#### Input ####
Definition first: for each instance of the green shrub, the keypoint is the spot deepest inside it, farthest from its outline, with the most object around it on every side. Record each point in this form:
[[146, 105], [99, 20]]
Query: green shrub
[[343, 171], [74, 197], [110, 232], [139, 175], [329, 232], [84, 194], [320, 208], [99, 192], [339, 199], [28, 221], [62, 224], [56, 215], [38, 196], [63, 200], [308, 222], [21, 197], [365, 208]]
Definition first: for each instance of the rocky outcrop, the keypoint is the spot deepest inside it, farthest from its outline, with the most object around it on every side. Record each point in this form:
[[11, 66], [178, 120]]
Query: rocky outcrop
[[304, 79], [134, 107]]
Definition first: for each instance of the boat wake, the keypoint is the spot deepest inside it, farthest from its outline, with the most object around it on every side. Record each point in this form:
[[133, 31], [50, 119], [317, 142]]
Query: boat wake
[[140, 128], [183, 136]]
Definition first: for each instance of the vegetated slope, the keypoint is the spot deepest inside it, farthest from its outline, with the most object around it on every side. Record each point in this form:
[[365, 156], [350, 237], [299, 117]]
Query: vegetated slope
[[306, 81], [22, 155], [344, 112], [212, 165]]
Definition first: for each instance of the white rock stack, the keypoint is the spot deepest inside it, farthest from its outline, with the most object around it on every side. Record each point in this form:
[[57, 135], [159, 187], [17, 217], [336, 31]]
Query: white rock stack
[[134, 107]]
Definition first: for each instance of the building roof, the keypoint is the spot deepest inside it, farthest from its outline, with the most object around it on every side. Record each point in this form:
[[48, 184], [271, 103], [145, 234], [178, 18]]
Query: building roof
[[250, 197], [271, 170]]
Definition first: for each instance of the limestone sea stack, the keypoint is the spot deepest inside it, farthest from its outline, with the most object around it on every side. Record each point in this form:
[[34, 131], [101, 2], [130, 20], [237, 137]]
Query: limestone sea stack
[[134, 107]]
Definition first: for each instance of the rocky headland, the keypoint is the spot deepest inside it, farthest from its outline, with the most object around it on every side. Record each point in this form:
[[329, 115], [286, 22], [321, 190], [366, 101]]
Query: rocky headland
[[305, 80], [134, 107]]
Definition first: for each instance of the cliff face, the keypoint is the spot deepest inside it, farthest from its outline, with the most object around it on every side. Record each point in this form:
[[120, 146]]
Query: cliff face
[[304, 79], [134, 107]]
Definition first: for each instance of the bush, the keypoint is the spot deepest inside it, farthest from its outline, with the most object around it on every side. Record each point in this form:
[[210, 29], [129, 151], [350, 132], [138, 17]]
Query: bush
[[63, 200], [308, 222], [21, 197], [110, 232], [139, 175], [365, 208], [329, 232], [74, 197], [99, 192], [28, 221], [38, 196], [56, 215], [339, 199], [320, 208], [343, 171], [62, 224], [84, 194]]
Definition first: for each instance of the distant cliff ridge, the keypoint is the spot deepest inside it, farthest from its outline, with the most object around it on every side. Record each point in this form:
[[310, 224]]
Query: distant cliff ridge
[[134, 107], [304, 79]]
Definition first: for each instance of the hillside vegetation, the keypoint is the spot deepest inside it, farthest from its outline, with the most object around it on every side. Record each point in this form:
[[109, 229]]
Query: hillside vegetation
####
Copy the stretch from the line containing "Definition first: for each instance of the hillside" through the end of the data, reproducing each line unchanged.

**Exercise solution:**
Definition first: for each instance of the hillside vegetation, the keypoint is the spot deepest inside it, farthest from its outline, with the most object around it on every side. Record each point in this form:
[[109, 229]]
Query: hillside vegetation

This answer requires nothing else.